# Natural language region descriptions
########################################
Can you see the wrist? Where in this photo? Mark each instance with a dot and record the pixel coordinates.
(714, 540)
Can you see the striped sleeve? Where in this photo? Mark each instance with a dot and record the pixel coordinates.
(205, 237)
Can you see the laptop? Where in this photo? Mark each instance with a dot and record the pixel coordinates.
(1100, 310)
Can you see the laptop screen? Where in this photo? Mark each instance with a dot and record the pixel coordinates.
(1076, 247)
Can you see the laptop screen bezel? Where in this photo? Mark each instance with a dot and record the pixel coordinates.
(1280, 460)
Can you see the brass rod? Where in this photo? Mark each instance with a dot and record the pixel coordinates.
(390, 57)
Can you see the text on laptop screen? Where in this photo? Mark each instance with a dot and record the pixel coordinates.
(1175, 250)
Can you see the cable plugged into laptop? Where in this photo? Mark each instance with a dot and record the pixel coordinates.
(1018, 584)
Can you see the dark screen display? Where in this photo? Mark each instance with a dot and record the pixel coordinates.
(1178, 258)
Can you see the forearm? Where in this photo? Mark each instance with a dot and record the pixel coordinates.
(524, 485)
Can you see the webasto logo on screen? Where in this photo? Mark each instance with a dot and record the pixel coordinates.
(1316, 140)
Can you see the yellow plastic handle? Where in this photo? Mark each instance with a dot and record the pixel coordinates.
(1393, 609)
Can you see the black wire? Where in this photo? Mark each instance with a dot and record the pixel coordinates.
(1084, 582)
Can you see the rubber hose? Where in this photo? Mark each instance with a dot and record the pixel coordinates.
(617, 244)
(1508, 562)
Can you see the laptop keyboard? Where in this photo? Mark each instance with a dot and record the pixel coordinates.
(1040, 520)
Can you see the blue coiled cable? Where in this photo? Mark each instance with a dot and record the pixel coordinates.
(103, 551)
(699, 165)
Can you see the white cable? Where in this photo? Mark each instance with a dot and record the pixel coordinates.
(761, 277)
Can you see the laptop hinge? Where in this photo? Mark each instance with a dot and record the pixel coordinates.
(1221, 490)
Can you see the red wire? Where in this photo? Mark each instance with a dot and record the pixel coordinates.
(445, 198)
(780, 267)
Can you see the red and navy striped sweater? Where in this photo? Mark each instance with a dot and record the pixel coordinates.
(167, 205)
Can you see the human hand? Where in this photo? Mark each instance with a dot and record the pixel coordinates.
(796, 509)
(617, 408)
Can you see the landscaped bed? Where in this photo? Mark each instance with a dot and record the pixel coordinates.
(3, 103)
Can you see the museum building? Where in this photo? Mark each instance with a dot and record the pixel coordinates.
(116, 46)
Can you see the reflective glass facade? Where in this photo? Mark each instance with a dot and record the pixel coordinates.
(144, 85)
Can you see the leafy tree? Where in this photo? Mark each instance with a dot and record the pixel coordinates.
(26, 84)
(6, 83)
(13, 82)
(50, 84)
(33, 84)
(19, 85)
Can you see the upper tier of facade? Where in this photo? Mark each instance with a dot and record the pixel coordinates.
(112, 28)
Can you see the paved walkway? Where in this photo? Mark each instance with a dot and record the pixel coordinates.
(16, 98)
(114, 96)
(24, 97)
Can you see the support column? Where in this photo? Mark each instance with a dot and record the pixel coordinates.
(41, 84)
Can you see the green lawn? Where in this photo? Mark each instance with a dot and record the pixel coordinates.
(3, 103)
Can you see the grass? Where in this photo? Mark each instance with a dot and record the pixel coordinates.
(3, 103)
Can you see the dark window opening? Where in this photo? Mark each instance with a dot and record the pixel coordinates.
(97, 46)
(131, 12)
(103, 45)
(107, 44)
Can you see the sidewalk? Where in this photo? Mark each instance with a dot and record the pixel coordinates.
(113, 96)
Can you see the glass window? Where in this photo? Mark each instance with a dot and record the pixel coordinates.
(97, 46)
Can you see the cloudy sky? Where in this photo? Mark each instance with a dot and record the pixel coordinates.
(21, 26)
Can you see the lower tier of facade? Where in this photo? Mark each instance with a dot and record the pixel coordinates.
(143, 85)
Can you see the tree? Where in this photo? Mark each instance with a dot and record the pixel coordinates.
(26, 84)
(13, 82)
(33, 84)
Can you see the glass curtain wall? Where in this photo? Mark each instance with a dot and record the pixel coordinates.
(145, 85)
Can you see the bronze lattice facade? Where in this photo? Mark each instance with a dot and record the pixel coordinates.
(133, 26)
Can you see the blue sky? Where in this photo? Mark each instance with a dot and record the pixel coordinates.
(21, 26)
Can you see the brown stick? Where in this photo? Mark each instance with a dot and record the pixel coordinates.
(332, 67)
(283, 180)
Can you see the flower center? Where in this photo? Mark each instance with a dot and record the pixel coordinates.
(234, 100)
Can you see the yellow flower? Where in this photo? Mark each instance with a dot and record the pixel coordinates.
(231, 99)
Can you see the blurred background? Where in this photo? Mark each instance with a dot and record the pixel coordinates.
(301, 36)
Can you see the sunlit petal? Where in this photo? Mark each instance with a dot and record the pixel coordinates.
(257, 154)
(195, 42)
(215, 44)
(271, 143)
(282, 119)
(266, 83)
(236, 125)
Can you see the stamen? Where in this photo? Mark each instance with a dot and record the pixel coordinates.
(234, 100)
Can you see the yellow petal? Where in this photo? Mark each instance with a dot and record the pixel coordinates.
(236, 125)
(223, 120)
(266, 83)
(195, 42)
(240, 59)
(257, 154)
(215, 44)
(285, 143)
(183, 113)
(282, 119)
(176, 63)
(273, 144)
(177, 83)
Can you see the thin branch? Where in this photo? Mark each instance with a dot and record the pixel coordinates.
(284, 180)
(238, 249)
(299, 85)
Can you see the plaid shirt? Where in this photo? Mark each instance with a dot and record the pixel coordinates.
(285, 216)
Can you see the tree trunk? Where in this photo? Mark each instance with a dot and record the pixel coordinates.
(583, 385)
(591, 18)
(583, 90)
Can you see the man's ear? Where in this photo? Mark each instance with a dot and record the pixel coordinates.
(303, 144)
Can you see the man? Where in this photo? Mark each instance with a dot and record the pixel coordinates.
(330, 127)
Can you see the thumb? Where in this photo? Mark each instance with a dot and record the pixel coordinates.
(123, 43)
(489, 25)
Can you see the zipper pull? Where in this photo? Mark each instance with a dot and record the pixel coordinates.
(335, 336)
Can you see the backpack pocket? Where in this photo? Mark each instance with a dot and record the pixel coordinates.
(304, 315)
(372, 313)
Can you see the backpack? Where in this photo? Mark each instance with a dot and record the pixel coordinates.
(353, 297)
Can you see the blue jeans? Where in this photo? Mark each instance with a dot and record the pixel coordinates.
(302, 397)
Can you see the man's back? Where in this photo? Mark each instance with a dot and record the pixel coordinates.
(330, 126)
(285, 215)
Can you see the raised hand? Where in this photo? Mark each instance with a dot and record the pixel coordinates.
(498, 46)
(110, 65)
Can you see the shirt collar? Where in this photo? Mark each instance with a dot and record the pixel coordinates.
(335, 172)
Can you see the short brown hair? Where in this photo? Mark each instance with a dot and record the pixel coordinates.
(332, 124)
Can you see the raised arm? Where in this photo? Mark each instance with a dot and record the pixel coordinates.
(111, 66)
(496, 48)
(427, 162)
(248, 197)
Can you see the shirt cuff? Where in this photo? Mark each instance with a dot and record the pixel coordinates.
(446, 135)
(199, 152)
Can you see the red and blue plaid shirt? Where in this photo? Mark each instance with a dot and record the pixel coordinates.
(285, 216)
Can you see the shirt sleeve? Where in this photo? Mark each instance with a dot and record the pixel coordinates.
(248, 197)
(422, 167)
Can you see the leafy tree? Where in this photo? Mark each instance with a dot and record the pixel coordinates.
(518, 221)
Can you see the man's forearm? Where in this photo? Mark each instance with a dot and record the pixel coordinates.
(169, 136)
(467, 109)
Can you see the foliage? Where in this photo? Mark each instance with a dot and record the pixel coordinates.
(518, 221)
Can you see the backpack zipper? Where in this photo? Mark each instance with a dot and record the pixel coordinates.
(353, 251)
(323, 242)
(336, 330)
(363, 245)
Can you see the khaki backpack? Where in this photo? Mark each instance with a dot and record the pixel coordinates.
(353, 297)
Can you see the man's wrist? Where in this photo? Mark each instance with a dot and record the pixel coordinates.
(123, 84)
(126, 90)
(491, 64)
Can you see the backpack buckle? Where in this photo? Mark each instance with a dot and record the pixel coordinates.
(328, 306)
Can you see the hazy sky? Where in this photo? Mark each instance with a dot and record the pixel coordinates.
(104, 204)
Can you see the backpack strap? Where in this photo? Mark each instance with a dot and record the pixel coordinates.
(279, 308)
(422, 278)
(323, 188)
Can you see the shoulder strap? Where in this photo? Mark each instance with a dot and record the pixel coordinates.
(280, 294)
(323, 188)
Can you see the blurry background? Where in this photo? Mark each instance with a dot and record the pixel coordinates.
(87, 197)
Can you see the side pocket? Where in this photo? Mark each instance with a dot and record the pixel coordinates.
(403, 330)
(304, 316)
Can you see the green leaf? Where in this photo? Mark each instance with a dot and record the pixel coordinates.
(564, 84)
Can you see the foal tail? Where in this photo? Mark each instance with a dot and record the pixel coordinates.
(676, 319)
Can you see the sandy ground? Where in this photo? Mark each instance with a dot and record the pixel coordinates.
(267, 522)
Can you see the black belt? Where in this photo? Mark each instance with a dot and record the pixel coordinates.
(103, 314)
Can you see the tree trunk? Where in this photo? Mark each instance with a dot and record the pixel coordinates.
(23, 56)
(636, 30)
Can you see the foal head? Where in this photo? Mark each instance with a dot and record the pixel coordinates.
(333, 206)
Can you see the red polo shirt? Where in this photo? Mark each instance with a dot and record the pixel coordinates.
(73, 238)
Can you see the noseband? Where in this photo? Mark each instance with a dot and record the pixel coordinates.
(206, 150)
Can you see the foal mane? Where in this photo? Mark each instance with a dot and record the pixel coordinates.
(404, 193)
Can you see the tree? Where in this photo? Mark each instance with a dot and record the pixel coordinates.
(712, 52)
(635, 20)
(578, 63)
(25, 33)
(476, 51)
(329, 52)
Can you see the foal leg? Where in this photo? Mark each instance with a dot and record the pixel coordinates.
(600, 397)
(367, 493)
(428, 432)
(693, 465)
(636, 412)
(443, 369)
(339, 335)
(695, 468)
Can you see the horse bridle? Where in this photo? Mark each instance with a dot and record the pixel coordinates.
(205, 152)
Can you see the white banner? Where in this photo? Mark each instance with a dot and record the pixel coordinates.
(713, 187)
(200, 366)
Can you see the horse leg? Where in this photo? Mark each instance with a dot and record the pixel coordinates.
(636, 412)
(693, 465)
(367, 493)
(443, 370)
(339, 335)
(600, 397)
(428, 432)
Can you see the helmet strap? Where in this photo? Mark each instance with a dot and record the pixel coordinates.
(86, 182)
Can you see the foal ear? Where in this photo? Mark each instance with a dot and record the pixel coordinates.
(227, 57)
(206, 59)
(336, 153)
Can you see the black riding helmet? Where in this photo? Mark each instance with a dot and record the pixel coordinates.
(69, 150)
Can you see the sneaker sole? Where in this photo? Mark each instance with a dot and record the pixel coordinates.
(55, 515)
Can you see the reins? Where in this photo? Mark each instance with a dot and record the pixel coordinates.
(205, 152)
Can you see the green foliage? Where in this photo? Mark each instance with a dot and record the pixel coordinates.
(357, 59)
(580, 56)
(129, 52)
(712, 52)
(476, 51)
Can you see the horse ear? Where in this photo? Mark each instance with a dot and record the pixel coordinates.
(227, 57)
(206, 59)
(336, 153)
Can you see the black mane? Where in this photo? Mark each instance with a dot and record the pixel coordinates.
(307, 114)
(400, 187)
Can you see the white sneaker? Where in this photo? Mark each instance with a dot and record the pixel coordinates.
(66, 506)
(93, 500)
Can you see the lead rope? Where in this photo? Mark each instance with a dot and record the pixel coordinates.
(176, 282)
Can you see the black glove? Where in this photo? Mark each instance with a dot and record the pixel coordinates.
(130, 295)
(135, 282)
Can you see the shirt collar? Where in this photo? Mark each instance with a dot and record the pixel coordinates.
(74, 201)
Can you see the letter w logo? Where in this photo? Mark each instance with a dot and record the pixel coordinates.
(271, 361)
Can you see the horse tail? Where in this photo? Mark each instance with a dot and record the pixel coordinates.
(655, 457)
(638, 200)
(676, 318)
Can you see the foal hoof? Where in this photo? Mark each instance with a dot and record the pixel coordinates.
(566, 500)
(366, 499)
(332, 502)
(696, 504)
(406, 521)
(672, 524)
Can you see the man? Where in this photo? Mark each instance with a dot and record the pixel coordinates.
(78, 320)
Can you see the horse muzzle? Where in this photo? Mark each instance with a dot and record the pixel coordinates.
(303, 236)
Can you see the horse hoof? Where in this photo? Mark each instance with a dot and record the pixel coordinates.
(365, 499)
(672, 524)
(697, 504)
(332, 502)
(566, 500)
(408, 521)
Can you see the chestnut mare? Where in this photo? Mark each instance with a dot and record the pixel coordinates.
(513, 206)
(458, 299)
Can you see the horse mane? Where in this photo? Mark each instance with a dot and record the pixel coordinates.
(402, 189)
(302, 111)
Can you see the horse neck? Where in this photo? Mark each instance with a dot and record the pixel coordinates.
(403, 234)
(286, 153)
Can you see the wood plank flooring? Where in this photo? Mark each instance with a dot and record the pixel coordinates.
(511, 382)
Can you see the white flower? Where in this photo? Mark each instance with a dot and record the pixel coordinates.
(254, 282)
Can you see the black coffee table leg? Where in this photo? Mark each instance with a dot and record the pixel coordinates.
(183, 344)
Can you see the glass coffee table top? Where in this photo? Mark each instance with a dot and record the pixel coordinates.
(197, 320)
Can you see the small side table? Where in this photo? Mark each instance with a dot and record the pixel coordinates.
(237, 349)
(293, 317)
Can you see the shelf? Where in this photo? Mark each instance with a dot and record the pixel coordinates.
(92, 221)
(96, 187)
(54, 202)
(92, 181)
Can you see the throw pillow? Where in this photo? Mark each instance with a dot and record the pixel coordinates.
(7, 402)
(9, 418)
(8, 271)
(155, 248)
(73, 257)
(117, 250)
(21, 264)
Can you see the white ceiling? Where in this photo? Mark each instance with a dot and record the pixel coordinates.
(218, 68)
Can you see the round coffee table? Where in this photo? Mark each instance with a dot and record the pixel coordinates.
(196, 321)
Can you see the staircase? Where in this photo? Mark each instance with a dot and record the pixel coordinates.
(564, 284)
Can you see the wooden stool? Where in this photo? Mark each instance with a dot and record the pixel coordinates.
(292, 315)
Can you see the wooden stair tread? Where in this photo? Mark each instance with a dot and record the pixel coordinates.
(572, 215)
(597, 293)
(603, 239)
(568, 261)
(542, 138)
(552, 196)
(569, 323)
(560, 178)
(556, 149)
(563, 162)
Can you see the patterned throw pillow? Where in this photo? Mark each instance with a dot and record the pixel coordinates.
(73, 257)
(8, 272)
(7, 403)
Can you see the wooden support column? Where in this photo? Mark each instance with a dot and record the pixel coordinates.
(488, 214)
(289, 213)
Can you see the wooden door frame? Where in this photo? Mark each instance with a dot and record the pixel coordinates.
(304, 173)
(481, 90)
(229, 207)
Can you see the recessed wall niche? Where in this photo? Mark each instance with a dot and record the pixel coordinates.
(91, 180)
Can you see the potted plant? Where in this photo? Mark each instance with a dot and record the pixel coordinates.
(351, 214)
########################################
# Goal of the exercise
Nothing should appear in the answer except the lines from the one containing "Can you see the recessed" to the end of the data above, reproduced exactly.

# Solved exercise
Can you see the recessed wall niche? Where in this photo? Mark each instance with a dot and record the pixel coordinates.
(91, 180)
Can you see the potted plant? Where in this photo? Mark each instance with a dot and record the pixel coordinates.
(351, 214)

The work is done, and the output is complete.